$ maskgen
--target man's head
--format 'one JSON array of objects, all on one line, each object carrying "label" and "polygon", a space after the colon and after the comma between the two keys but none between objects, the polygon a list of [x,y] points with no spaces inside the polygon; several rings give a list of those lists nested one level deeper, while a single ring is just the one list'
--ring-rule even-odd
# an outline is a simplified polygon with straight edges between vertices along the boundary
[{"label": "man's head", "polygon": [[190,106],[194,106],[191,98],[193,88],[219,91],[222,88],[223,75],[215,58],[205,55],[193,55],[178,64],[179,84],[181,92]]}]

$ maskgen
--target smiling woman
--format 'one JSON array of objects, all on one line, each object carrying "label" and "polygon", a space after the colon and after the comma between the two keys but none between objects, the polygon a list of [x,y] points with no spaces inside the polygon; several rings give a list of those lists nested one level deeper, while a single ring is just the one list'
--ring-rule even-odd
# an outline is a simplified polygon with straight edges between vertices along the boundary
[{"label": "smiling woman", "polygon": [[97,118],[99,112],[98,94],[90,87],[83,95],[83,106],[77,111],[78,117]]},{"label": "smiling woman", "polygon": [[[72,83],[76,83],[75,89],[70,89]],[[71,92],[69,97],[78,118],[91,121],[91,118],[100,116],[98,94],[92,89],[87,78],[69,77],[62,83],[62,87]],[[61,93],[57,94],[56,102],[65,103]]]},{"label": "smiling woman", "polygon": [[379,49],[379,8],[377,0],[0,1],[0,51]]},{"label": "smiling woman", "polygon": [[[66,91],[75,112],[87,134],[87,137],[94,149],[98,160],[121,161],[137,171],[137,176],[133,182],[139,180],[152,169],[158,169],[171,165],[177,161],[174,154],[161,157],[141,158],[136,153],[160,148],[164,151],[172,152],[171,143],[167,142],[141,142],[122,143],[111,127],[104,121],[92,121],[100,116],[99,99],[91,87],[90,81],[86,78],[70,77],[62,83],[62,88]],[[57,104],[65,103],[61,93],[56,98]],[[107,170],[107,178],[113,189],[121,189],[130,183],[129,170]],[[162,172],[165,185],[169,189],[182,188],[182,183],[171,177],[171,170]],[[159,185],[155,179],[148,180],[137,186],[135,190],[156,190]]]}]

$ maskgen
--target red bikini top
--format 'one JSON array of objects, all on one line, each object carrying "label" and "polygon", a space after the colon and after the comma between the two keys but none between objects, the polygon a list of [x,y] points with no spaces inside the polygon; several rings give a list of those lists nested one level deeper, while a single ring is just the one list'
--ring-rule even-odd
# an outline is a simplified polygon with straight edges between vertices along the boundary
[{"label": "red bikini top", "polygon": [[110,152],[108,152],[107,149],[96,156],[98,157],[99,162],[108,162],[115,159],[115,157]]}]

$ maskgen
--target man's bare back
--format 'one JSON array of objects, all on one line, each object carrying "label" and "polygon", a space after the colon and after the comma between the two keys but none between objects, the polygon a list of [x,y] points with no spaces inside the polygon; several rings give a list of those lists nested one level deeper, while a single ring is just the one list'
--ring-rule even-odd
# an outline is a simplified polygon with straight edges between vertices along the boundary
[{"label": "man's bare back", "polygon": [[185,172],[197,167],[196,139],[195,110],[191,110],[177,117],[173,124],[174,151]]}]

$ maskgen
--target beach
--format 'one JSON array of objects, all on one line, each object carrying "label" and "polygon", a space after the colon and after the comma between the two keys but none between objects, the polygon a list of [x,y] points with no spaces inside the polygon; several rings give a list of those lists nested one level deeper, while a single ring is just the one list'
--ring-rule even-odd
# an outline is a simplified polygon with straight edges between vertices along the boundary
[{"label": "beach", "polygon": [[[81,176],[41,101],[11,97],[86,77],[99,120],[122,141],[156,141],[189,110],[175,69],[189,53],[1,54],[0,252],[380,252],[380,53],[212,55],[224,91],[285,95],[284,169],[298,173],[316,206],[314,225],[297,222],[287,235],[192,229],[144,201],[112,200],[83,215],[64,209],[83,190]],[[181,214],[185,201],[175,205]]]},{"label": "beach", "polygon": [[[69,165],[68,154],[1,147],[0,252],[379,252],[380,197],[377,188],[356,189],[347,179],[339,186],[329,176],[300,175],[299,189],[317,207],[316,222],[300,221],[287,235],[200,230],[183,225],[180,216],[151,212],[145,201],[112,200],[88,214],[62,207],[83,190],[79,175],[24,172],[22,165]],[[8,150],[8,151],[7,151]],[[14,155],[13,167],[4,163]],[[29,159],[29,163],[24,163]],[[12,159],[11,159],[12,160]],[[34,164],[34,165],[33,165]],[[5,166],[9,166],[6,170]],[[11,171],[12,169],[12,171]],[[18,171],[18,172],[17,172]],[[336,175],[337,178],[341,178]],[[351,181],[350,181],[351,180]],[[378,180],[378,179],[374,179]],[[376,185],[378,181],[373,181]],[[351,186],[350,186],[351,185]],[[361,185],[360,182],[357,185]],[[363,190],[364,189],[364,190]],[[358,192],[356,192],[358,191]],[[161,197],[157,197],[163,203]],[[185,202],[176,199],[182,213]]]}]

○ ○ ○ ○ ○

_Goal of the exercise_. Return every line of the preceding records in which the word "target" appears.

_Output of the task_.
--target man's head
--target smiling woman
--target red bikini top
--target man's bare back
--target beach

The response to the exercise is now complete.